> _Source extract_:
------------------------------------------------

New technology, not yet tested in humans, aims to reduce patients' waiting time, increase potency of T-cell therapy.
T-cell therapy, a form of immunotherapy that uses a patient's own immune cells to attack their cancer, has been making waves recently. The "living" therapy involves engineering the patient's T cells in the laboratory to carry new proteins that guide the immune cells directly to tumor cells, allowing the engineered T cells to attack and kill the cancer.
Now, a group of researchers led by Fred Hutchinson Cancer Research Center immunotherapy researcher Dr. Stanley Riddell has devised a new approach that could speed and improve this process, using a special, small protein tag that can be used to purify and track the T cells once they have been engineered in the laboratory.
Riddell and his team describe the approach, and its effect on human cancer cells in the laboratory and on a mouse model of lymphoma, in a study published Monday in the journal Nature Biotechnology.
Although not yet tested in humans, the researchers believe this new approach could improve on current T-cell therapy methods in several ways:
- by boosting the cells' potency,
- by growing larger numbers of cancer-fighting T cells,
- by adding a potential "kill switch" to quickly deactivate the cells in patients' bodies in the event of toxic side effects and
- by cutting down the immune cell processing time from the current 14 to 20 days before reinfusion to 9 days or less.

------------------------------------------------

In the passage on T-cell therapy, what length of immune cell processing time before reinfusion does the new approach aim to achieve? The data that follow are not required for this exercise.

------------------------------------------------

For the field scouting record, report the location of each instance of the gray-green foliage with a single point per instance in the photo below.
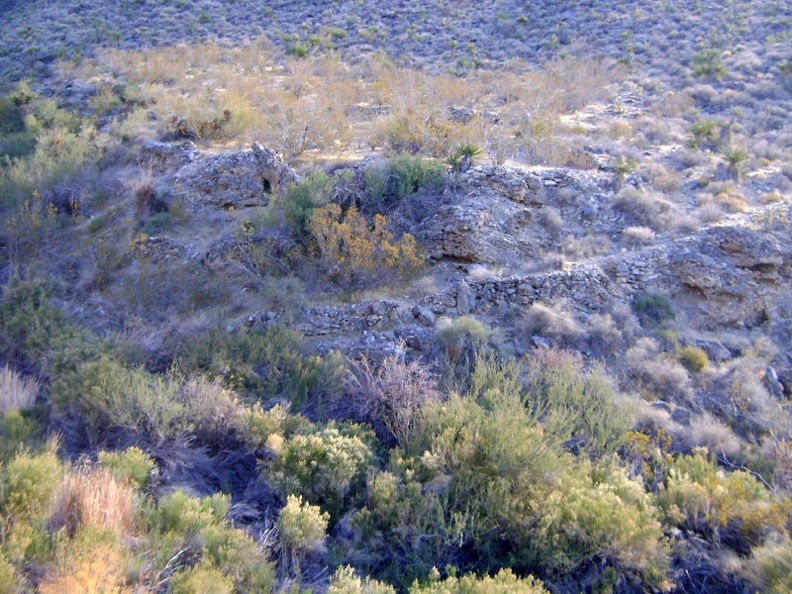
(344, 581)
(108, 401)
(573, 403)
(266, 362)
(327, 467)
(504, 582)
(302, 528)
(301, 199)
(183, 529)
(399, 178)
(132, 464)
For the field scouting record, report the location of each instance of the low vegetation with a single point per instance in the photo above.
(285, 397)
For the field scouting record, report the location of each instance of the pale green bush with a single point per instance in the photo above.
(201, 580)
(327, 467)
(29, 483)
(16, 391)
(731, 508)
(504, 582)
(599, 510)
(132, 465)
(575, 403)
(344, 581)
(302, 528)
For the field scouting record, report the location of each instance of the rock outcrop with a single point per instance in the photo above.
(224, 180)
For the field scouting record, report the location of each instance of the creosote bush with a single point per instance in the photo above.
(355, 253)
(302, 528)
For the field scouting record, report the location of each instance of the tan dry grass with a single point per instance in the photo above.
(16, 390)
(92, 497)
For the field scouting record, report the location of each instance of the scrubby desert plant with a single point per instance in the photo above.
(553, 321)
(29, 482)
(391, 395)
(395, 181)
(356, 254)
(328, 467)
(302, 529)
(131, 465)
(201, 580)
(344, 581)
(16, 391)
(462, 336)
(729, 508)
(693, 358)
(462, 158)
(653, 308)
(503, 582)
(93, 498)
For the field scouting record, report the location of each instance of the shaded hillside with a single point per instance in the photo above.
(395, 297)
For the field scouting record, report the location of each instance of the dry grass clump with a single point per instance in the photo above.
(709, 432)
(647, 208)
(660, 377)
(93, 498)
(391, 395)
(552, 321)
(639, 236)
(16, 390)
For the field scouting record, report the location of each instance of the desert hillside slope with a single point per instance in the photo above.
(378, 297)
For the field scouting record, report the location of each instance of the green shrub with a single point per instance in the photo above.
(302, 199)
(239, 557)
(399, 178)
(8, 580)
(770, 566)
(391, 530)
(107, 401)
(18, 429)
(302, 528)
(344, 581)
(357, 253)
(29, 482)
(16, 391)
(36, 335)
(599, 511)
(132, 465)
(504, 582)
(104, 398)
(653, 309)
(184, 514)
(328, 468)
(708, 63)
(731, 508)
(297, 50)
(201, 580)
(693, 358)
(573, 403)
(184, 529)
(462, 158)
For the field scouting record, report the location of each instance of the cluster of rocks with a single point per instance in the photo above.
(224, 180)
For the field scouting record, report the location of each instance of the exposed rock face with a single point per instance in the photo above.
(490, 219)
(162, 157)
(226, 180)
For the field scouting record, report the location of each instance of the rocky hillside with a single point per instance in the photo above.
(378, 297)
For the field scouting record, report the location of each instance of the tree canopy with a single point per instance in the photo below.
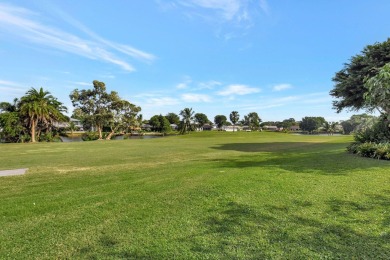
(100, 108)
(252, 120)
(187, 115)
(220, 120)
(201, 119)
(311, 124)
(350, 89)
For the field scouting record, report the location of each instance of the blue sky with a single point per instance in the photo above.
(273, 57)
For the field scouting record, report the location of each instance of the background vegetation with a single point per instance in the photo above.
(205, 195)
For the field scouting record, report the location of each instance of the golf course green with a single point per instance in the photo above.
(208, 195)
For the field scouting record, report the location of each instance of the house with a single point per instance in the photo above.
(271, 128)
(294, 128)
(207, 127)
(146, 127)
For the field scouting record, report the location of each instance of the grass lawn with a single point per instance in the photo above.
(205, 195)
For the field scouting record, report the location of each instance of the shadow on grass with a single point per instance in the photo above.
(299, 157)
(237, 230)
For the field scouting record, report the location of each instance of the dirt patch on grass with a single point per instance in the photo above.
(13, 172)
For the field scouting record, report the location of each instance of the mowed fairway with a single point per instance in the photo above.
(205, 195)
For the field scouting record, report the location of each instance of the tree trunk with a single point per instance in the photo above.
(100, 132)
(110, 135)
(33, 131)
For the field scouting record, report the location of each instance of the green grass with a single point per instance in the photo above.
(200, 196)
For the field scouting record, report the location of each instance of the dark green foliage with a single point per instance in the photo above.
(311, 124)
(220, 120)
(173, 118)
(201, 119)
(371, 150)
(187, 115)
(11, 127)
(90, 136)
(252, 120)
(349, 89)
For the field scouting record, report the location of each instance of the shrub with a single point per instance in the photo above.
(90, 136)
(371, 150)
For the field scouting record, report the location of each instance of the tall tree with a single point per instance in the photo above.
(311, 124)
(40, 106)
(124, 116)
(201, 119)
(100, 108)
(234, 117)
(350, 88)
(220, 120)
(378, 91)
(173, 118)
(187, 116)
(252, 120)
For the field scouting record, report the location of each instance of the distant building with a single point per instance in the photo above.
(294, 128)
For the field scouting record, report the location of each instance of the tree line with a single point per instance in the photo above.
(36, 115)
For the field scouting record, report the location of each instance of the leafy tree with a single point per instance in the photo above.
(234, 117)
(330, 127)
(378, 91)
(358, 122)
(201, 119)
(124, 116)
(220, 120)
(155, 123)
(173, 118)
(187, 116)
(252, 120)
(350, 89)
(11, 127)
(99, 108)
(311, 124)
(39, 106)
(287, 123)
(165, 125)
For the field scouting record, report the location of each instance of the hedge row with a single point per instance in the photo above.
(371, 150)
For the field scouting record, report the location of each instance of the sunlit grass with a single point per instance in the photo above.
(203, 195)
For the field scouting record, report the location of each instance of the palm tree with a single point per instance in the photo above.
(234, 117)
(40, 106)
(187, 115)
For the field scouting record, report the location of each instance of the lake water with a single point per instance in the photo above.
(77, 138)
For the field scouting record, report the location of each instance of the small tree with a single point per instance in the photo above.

------------------------------------------------

> _Task output_: Nine days or less, down from the current 14 to 20 days.